:: Extrait source ::
Nous, élus locaux européens, membres du Congrès, avons la conviction que ces principes et l'analyse qui les sous-tend constituent le socle des changements à venir et des politiques que nous devrons mettre en œuvre.
La ville que nous voulons mettre au cœur de nos priorités est une ville faite d'abord pour ses citadins, qui doivent être également des citoyens.
La ville que nous voulons est aussi une ville durable, respectueuse de l'environnement local et global.
C'est une ville solidaire, attachée à développer la plus grande solidarité interne à son territoire et entre les territoires.
C'est enfin une ville des savoirs et des cultures qui a besoin de son passé et de son présent, fait de diversité pour se projeter dans son avenir.
Une ville de citadins-citoyens
Nous, élus locaux européens, partageons la conviction que nos citadins ne sauraient vivre pleinement leur ville sans en être également des citoyens responsables, actifs et informés.
Nous réaffirmons à cet égard la validité des valeurs et des principes contenus dans notre
Charte européenne de l'autonomie locale, élaborée en 1985, et en particulier la conviction que le droit des citoyens de participer à la gestion des affaires publiques s'exerce dans toute sa plénitude au niveau local.
Nous pensons même que c'est à ce niveau que ce droit trouve sa dimension la plus aboutie, la plus directe et la plus efficace.
Nous réaffirmons également les principes de l'éthique publique qui sont définis dans le
Code de conduite européen pour les élus locaux et régionaux.

:: Consigne 1 ::
Relevez, dans l'extrait sur la ville, les qualificatifs appliqués aux citoyens que les citadins doivent aussi être.
:: Consigne 2 ::
Réécrivez toutes les lignes des données enregistrées, commandes comprises. Multipliez par 1,5 chaque coordonnée des contours et arrondissez à l'entier, les demis vers le haut, sans reproduire les images.
L'extrait et les lignes sont indépendants les uns des autres.

Données enregistrées
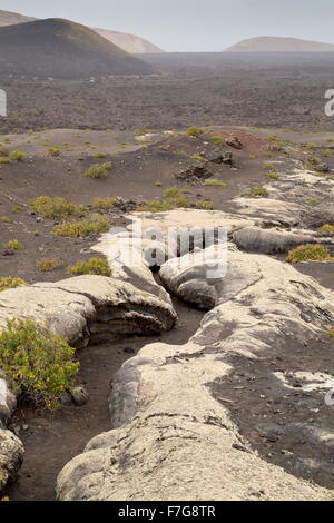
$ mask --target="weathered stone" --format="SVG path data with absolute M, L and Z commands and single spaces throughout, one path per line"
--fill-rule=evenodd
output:
M 0 295 L 0 328 L 12 317 L 48 324 L 76 346 L 131 334 L 157 334 L 176 322 L 170 303 L 104 276 L 4 290 Z
M 190 299 L 206 278 L 174 260 L 161 272 L 181 297 L 189 279 Z M 216 306 L 187 344 L 147 345 L 124 364 L 110 397 L 114 430 L 65 466 L 60 500 L 333 499 L 259 457 L 213 385 L 228 378 L 236 356 L 256 362 L 288 339 L 318 336 L 334 322 L 334 294 L 287 264 L 237 251 L 214 286 L 214 298 L 203 293 Z
M 0 428 L 0 494 L 21 466 L 23 445 L 10 431 Z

:: Résultat complet 1 ::
responsables
actifs
informés

:: Résultat complet 2 ::
$ mask --target="weathered stone" --format="SVG path data with absolute M, L and Z commands and single spaces throughout, one path per line"
--fill-rule=evenodd
output:
M 0 443 L 0 492 L 18 476 L 72 486 L 114 519 L 197 501 L 236 501 L 264 483 L 255 455 L 156 414 L 6 435 Z
M 285 449 L 309 417 L 261 390 L 242 408 L 272 446 L 284 419 Z M 324 459 L 281 516 L 221 518 L 186 546 L 165 596 L 171 645 L 98 699 L 90 750 L 500 749 L 389 686 L 320 578 L 342 567 L 354 534 L 384 543 L 432 509 L 477 504 L 501 483 L 501 441 L 431 396 L 356 377 L 321 429 L 321 447 L 305 440 Z
M 0 642 L 0 741 L 32 699 L 35 668 L 15 647 Z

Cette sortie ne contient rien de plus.